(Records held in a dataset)
^^^^^^^^^^^^^^^^
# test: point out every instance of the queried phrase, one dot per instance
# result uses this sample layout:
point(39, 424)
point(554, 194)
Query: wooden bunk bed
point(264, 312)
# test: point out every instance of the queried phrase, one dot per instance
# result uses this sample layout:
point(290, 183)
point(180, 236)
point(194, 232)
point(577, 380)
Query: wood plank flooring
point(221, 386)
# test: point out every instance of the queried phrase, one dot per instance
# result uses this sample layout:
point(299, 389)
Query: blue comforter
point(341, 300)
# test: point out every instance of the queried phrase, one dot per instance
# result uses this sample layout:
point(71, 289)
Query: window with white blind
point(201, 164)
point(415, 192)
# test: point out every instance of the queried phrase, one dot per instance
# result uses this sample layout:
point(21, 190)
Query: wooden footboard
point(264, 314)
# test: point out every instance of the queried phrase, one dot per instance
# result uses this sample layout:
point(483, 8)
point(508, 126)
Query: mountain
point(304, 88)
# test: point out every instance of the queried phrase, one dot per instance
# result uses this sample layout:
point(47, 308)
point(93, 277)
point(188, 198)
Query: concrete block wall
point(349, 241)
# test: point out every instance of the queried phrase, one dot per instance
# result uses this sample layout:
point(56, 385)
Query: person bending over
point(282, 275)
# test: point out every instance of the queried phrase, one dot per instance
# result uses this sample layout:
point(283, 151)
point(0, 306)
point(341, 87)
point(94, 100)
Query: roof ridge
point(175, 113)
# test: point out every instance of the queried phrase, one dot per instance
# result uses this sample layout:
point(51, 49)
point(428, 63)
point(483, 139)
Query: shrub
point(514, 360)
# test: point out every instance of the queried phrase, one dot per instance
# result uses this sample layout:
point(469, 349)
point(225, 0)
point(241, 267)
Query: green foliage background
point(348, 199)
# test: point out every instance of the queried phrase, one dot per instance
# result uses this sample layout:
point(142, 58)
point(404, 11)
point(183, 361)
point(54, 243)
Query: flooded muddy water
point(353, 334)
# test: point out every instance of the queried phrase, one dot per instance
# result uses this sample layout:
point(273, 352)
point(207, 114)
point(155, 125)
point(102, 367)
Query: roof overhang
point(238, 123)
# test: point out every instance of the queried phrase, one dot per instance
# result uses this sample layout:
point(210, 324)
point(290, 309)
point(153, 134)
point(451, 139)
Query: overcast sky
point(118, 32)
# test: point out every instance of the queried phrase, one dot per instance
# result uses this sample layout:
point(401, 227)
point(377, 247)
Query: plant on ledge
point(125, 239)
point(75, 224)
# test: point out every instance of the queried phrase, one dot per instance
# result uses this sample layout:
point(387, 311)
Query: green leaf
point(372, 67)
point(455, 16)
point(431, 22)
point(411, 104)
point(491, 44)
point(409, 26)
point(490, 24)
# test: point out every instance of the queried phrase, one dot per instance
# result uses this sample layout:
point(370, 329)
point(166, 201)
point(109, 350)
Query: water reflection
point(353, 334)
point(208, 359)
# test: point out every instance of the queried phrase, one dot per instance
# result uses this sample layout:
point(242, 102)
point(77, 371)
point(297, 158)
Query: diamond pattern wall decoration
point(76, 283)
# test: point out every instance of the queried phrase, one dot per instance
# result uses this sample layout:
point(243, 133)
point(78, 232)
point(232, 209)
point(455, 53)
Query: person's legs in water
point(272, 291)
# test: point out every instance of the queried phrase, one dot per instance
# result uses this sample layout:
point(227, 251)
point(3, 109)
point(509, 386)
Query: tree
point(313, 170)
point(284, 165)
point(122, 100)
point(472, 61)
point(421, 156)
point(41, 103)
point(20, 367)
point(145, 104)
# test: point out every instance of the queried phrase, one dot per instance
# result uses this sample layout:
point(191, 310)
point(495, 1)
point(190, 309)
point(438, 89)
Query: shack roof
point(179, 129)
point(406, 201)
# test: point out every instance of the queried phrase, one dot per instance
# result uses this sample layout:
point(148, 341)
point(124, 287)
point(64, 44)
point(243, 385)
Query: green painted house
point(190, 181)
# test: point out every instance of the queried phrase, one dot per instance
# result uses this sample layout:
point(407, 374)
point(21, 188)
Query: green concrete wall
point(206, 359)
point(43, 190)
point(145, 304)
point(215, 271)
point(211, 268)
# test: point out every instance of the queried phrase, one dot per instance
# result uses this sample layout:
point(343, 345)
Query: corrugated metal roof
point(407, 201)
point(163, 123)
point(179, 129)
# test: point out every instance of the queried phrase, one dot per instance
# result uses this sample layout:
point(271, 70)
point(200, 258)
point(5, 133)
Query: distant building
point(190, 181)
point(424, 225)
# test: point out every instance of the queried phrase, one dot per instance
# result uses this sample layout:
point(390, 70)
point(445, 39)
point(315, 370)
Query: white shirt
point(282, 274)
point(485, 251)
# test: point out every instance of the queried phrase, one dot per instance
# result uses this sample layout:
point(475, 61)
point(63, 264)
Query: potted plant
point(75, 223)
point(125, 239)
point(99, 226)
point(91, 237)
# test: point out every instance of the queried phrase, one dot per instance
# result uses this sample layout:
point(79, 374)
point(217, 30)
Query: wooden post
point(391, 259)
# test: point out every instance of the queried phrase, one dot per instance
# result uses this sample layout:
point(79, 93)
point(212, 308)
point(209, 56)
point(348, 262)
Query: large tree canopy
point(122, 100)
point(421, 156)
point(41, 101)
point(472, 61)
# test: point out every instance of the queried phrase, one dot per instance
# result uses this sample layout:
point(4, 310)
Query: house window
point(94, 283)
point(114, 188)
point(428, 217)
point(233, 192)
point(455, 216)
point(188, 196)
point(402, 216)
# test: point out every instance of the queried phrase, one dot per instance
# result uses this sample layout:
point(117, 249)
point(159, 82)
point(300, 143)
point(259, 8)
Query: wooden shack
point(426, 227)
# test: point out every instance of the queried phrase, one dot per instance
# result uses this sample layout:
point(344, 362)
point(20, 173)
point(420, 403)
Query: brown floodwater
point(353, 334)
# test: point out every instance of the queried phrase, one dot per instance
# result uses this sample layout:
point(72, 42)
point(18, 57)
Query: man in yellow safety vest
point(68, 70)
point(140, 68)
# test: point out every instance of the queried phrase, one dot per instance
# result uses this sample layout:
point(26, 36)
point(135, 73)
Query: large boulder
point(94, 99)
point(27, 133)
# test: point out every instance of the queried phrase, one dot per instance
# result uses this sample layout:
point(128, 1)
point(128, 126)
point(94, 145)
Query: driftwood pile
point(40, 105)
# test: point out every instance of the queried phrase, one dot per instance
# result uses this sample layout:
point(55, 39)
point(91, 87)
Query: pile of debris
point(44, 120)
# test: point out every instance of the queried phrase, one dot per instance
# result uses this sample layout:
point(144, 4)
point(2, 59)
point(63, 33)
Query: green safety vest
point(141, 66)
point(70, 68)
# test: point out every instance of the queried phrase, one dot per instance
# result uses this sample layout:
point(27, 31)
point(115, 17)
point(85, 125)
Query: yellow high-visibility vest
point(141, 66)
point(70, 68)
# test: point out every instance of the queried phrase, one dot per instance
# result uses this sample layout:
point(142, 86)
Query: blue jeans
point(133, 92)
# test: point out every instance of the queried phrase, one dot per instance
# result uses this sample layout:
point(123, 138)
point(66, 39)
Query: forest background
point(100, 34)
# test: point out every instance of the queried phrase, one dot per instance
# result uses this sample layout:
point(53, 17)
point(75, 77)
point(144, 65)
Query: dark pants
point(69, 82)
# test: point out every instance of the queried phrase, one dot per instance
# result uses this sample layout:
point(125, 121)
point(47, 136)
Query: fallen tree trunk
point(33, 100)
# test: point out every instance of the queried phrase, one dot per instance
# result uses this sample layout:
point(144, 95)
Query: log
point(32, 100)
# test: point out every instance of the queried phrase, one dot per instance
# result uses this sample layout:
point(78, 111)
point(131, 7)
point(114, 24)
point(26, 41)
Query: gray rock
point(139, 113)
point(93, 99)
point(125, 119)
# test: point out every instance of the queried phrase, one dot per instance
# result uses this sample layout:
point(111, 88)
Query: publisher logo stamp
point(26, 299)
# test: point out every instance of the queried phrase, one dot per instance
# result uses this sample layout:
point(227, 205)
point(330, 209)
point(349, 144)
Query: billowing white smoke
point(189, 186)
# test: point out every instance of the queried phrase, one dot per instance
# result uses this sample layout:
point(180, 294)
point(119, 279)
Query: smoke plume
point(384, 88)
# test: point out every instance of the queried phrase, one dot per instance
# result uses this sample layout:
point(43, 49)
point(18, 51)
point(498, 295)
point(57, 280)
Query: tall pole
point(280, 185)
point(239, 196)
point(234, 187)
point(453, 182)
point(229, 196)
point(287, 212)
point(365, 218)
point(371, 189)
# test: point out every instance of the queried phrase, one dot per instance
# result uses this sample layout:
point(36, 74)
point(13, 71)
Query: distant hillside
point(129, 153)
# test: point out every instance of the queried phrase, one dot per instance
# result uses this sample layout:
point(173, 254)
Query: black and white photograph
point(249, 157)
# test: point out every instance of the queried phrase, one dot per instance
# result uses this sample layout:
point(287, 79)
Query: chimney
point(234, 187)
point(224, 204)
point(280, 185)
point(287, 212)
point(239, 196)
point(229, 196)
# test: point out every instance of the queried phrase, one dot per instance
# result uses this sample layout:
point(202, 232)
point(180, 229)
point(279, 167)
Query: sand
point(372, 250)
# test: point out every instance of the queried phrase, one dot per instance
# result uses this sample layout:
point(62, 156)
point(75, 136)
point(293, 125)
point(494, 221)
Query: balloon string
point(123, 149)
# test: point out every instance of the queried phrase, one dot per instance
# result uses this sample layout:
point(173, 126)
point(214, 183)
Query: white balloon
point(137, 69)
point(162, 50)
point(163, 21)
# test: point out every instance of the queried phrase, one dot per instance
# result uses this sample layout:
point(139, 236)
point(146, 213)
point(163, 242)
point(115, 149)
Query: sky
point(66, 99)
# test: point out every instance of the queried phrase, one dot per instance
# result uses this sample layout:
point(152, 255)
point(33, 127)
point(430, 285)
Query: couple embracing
^^^^^^^^^^^^^^^^
Can you copy the entries word for word, starting from the very first line and continuing through the line containing "point(264, 314)", with that line included?

# test: point out every instance of the queried phrase, one dot per instance
# result uses this sample layout:
point(39, 424)
point(554, 194)
Query: wooden bunk bed
point(264, 312)
# test: point out every instance of the queried phrase, one dot per instance
# result uses this sample layout:
point(290, 183)
point(180, 236)
point(194, 232)
point(577, 380)
Query: wood plank flooring
point(221, 386)
# test: point out every instance of the queried phrase, one dot per instance
# result uses this sample layout:
point(299, 389)
Query: blue comforter
point(341, 300)
# test: point out every instance of the queried phrase, one dot per instance
# result uses this sample layout:
point(71, 289)
Query: window with white blind
point(201, 164)
point(415, 192)
# test: point out every instance of the queried phrase, one dot per instance
# result uses this sample layout:
point(21, 190)
Query: wooden footboard
point(264, 314)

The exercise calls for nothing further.